● **QUOTED PASSAGE**:
──────

Fans were thrilled at the sight of this underwater monster as part of the 1954 adaptation of Jules Verne's classic 1870 novel, "Twenty Thousand Leagues Under the Sea." The attack of a Giant Squid upon the passengers and crew of Captain Nemo's submarine, The Nautilus, was considered a landmark special effect sequence for the time, successfully capturing the harrowing feeling of a battle beneath the waves. Tentacles batter the ship's hull and seem to squirm their way through every door and hatch, as Nemo and The Nautilus struggle for survival. It's a prime example of old school Hollywood magic at its best.



#5: The Kraken

"Clash of the Titans" (1981)

──────

● **DATA RECORDS**:
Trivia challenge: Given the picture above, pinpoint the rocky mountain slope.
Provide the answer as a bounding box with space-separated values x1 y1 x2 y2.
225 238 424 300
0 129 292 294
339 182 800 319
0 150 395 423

──────

● **COMPLETE THE FOLLOWING**:
1) According to the passage on the Giant Squid, what made the attack sequence a landmark special effect for its time? Answer in one to three sentences.
2) Condense the paragraph of the passage on the Giant Squid that begins "Fans were thrilled" into a bulleted list, keeping its main facts.
3) Reproduce the passage on the Giant Squid word for word, starting with "Fans were thrilled" and going on through "at its best.".
The material is not required for any of this work.

● **OUTPUTS IN ORDER**:
1) The Giant Squid's attack on the passengers and crew of Captain Nemo's submarine, The Nautilus, was considered a landmark special effect sequence because it successfully captured the harrowing feeling of a battle beneath the waves.

2)
- The 1954 adaptation of Jules Verne's classic 1870 novel "Twenty Thousand Leagues Under the Sea" features a Giant Squid attacking the passengers and crew of Captain Nemo's submarine, The Nautilus.
- The underwater monster thrilled fans.
- The sequence was considered a landmark special effect for its time and captured the harrowing feeling of a battle beneath the waves.
- Tentacles batter the hull and seem to squirm through every door and hatch as Nemo and The Nautilus struggle for survival.
- The scene is a prime example of old school Hollywood magic at its best.

3)
Fans were thrilled at the sight of this underwater monster as part of the 1954 adaptation of Jules Verne's classic 1870 novel, "Twenty Thousand Leagues Under the Sea." The attack of a Giant Squid upon the passengers and crew of Captain Nemo's submarine, The Nautilus, was considered a landmark special effect sequence for the time, successfully capturing the harrowing feeling of a battle beneath the waves. Tentacles batter the ship's hull and seem to squirm their way through every door and hatch, as Nemo and The Nautilus struggle for survival. It's a prime example of old school Hollywood magic at its best.